Dataset items:
········

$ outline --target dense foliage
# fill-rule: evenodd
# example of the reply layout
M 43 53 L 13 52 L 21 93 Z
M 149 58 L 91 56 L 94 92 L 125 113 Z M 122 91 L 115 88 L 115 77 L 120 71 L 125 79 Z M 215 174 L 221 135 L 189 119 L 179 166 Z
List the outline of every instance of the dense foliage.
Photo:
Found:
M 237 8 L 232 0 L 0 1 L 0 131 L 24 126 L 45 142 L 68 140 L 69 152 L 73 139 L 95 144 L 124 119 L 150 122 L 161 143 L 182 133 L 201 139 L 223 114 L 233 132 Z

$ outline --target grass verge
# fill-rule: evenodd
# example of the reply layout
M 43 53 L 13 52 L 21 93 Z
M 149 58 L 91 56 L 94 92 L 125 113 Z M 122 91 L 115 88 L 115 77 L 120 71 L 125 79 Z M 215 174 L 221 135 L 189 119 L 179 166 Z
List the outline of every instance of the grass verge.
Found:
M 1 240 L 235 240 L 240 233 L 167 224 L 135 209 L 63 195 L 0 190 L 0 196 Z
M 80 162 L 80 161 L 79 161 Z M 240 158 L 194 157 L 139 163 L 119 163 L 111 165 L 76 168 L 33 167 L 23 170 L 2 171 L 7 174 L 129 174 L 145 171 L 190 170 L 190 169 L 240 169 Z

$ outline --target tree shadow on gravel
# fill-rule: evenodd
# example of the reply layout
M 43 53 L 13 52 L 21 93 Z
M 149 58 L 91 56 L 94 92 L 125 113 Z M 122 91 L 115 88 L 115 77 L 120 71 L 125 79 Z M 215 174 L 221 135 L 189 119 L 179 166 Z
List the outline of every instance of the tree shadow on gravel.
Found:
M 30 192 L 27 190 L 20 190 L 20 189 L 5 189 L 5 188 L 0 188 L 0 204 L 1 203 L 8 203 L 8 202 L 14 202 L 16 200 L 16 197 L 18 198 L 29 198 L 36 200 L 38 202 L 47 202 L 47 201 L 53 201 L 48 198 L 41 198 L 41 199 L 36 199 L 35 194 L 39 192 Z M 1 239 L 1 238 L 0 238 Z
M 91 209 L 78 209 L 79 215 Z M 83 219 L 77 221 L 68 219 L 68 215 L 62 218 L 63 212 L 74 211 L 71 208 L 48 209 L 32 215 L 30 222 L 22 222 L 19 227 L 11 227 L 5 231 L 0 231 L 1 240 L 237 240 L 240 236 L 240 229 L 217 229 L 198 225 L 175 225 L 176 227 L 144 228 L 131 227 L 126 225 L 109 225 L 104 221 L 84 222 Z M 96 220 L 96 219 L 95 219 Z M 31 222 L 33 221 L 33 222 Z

········

Nothing should be left out: return all of the records exactly.

#### Right answer:
$ outline --target dense foliage
# fill-rule: evenodd
# example of the reply layout
M 43 53 L 13 52 L 21 93 Z
M 149 58 L 91 56 L 94 92 L 125 113 Z M 122 91 L 115 88 L 115 77 L 120 71 L 125 79 Z M 215 174 L 221 135 L 189 119 L 179 166 Z
List the outline of every instance of the dense foliage.
Photo:
Found:
M 237 8 L 232 0 L 0 1 L 0 131 L 24 126 L 45 142 L 68 140 L 69 152 L 73 139 L 95 144 L 124 119 L 150 122 L 161 143 L 182 133 L 201 139 L 223 114 L 233 132 Z

$ outline --target grass verge
# fill-rule: evenodd
# example of the reply layout
M 43 53 L 13 52 L 21 93 Z
M 149 58 L 91 56 L 94 92 L 125 113 Z M 122 91 L 115 88 L 115 77 L 120 71 L 125 79 Z M 215 174 L 221 135 L 189 119 L 179 166 Z
List the outline of every instance of the grass verge.
Found:
M 1 240 L 235 240 L 240 233 L 167 224 L 135 209 L 63 195 L 0 190 L 0 196 Z
M 80 162 L 80 161 L 79 161 Z M 240 158 L 194 157 L 139 163 L 119 163 L 111 165 L 76 168 L 33 167 L 23 170 L 2 171 L 7 174 L 129 174 L 145 171 L 190 170 L 190 169 L 240 169 Z

$ outline --target tree shadow on gravel
# fill-rule: evenodd
# example of the reply layout
M 43 53 L 13 52 L 21 93 Z
M 149 58 L 91 56 L 94 92 L 125 113 Z M 122 91 L 115 88 L 115 77 L 120 71 L 125 79 Z M 215 174 L 221 135 L 189 119 L 179 166 Z
List the outline of every instance of the tree shadow on gravel.
Found:
M 30 192 L 27 190 L 20 190 L 20 189 L 5 189 L 5 188 L 0 188 L 0 204 L 1 203 L 8 203 L 8 202 L 14 202 L 16 200 L 16 197 L 18 198 L 29 198 L 36 200 L 38 202 L 47 202 L 47 201 L 53 201 L 48 198 L 41 198 L 41 199 L 36 199 L 35 194 L 39 192 Z M 1 239 L 1 238 L 0 238 Z
M 91 209 L 78 209 L 79 215 Z M 83 219 L 77 221 L 68 219 L 68 215 L 62 218 L 63 212 L 74 211 L 71 208 L 48 209 L 32 215 L 30 222 L 22 222 L 19 227 L 11 227 L 5 231 L 0 231 L 1 240 L 237 240 L 240 236 L 240 229 L 217 229 L 198 225 L 175 225 L 176 227 L 144 228 L 131 227 L 126 225 L 109 225 L 104 221 L 84 222 Z M 96 220 L 96 219 L 95 219 Z M 31 222 L 33 221 L 33 222 Z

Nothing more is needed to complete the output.